- [EXTRACTED ENTRIES]

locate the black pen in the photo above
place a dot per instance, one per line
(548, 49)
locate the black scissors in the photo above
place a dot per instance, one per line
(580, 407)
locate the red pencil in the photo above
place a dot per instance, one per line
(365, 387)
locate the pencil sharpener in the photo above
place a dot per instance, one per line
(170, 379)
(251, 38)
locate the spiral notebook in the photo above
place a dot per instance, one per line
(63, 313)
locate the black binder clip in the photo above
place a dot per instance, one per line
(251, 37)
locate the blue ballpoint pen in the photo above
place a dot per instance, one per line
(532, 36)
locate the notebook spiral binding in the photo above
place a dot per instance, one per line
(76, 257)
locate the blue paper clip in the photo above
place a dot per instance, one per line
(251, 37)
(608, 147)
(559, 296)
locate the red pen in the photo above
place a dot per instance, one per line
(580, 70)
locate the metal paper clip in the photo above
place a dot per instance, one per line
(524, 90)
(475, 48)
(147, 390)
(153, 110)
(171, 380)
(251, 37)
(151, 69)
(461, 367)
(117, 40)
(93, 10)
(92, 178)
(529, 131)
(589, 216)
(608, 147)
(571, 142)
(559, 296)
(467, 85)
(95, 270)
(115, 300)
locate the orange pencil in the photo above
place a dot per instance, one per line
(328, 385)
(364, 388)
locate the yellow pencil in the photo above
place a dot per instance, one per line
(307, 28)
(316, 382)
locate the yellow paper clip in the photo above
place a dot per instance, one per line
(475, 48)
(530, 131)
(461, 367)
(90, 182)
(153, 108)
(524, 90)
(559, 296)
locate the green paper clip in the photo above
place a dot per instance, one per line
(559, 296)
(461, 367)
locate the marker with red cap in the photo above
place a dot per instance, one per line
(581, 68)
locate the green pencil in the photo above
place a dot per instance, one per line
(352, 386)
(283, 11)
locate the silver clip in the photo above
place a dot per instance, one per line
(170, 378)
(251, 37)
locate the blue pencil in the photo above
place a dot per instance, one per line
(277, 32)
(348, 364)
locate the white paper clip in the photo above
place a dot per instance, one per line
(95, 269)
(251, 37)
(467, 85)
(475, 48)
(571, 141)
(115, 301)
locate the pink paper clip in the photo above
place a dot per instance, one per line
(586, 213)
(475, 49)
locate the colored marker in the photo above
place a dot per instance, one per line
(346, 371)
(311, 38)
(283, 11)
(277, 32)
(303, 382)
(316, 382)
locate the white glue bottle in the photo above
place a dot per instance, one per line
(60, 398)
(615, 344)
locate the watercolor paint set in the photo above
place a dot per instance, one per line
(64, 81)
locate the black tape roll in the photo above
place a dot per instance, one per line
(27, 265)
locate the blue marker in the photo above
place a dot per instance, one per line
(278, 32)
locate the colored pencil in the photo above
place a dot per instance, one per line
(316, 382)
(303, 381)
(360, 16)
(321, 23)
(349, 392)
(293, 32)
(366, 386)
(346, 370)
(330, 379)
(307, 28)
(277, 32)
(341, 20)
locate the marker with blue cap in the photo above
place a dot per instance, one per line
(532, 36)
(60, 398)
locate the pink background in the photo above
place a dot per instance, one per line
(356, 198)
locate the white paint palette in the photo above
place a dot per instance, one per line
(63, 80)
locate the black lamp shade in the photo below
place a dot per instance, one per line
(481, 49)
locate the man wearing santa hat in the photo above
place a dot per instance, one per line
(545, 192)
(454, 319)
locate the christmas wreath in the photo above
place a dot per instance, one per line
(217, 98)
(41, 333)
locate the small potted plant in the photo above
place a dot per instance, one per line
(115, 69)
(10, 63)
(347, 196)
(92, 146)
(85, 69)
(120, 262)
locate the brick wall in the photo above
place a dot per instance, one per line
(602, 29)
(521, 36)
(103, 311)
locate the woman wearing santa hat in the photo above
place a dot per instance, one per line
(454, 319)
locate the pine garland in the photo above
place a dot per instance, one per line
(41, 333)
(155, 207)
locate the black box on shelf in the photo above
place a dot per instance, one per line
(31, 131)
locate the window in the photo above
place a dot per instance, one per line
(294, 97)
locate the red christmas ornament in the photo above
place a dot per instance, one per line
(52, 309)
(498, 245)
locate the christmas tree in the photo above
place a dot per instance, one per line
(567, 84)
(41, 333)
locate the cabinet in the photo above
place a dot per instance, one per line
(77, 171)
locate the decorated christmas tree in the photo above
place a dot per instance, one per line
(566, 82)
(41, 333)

- [STATED GOAL]
Render every line of the data above as a JSON list of strings, one string per line, omitting blank lines.

- [RESPONSE FOR THIS EXERCISE]
[
  "locate the black pen in the photo above",
  "place a dot per instance, one per line",
  "(548, 49)",
  "locate the black scissors in the photo above",
  "place a dot per instance, one per line",
  "(580, 407)",
  "locate the red pencil in the photo above",
  "place a dot per instance, one per line",
  "(365, 387)",
  "locate the pencil sharpener in the photo above",
  "place a dot per instance, one per line",
  "(170, 379)",
  "(251, 38)",
  "locate the spiral notebook in the photo above",
  "place a dot per instance, one per line",
  "(63, 313)",
  "locate the black binder clip in the photo above",
  "place a dot per instance, one per line",
  "(251, 37)",
  "locate the blue ballpoint pen in the photo above",
  "place a dot per instance, one per line",
  "(532, 36)",
  "locate the notebook spiral binding in the photo above",
  "place a dot per instance, one per line",
  "(76, 257)",
  "locate the blue paper clip in the photo above",
  "place a dot per instance, one per line",
  "(251, 37)",
  "(608, 147)",
  "(559, 296)",
  "locate the red pen in the photo above",
  "place a dot per instance, one per line",
  "(580, 70)",
  "locate the metal paper clip in the photo above",
  "place a dot per instance, one per line",
  "(524, 90)",
  "(475, 48)",
  "(147, 390)",
  "(153, 110)",
  "(171, 380)",
  "(251, 37)",
  "(151, 69)",
  "(461, 367)",
  "(117, 40)",
  "(93, 10)",
  "(92, 178)",
  "(529, 131)",
  "(589, 216)",
  "(608, 147)",
  "(571, 142)",
  "(559, 296)",
  "(467, 85)",
  "(95, 270)",
  "(115, 300)",
  "locate the orange pencil in the photo above",
  "place a dot per instance, one per line",
  "(328, 385)",
  "(364, 388)",
  "locate the yellow pencil in the photo above",
  "place a dot per instance, one per line",
  "(307, 28)",
  "(316, 382)",
  "locate the yellow paper clip in the photo above",
  "place a dot per instance, one per line",
  "(475, 48)",
  "(530, 131)",
  "(461, 367)",
  "(90, 182)",
  "(153, 108)",
  "(524, 90)",
  "(559, 296)",
  "locate the green paper clip in the photo above",
  "place a dot per instance, one per line",
  "(559, 296)",
  "(461, 367)",
  "locate the marker with red cap in the photo above",
  "place a dot per instance, one per line",
  "(581, 68)",
  "locate the green pencil in the photo above",
  "place a dot per instance, one per line",
  "(352, 386)",
  "(283, 11)",
  "locate the silver clip in the photo above",
  "place a dot per instance, one per line",
  "(170, 378)",
  "(251, 37)",
  "locate the blue pencil in the photo above",
  "place a dot per instance, one per line",
  "(277, 32)",
  "(348, 364)",
  "locate the white paper clip in the photo above",
  "place a dot per instance, one per line",
  "(95, 269)",
  "(251, 37)",
  "(467, 85)",
  "(475, 48)",
  "(571, 141)",
  "(115, 301)",
  "locate the pink paper clip in the photo above",
  "place a dot per instance, one per line",
  "(586, 213)",
  "(475, 49)",
  "locate the colored marker in the photo above",
  "place a dot per instance, one per line",
  "(346, 371)",
  "(311, 38)",
  "(283, 11)",
  "(277, 32)",
  "(303, 382)",
  "(316, 382)",
  "locate the white glue bottle in the photo above",
  "place a dot per instance, one per line",
  "(60, 398)",
  "(615, 344)",
  "locate the watercolor paint set in the photo above",
  "place a dot per instance, one per line",
  "(64, 81)",
  "locate the black tape roll in the photo above",
  "place a dot per instance, one per line",
  "(27, 265)",
  "locate the blue marker in the photo above",
  "place a dot per instance, one per line",
  "(278, 32)",
  "locate the colored pencil in the photo above",
  "place a dot per instance, one per line",
  "(316, 382)",
  "(303, 381)",
  "(360, 16)",
  "(321, 23)",
  "(349, 392)",
  "(293, 32)",
  "(366, 386)",
  "(346, 370)",
  "(330, 379)",
  "(307, 28)",
  "(277, 32)",
  "(341, 20)",
  "locate the marker with blue cap in the photo above",
  "place a dot per instance, one per line",
  "(532, 36)",
  "(60, 398)",
  "locate the pink background in the photo above",
  "place a dot per instance, one per line",
  "(356, 198)",
  "locate the white paint palette in the photo above",
  "place a dot per instance, one per line",
  "(63, 80)",
  "locate the black lamp shade in the photo below",
  "place a dot per instance, one per line",
  "(481, 49)",
  "locate the man wearing santa hat in the photo above",
  "place a dot per instance, one per line",
  "(545, 192)",
  "(454, 319)",
  "locate the christmas wreath in the photo above",
  "place a dot per instance, one per line",
  "(217, 98)",
  "(41, 333)",
  "locate the small potted plant in the photo above",
  "place a dot per instance, one per line",
  "(115, 69)",
  "(10, 63)",
  "(347, 196)",
  "(92, 146)",
  "(85, 69)",
  "(120, 262)",
  "locate the brick wall in the photo above",
  "place a dot per instance, one per line",
  "(602, 29)",
  "(521, 36)",
  "(103, 311)",
  "locate the woman wearing santa hat in the photo above",
  "place a dot per instance, one per line",
  "(454, 319)",
  "locate the pine garland in the photo above",
  "place a dot per instance, one per line",
  "(41, 333)",
  "(155, 207)",
  "locate the black box on shelf in the photo above",
  "place a dot per instance, one per line",
  "(31, 131)",
  "locate the window in the photo above",
  "place a dot per instance, one per line",
  "(294, 97)",
  "locate the red christmas ornament in the photo above",
  "place a dot per instance, one per line",
  "(52, 309)",
  "(498, 245)",
  "locate the christmas tree in the photo above",
  "place a dot per instance, one per line",
  "(567, 84)",
  "(41, 333)",
  "locate the cabinet in the photo above",
  "place a dot per instance, one per line",
  "(77, 171)",
  "locate the decorated christmas tree in the photo above",
  "place a dot per instance, one per line",
  "(566, 82)",
  "(41, 333)"
]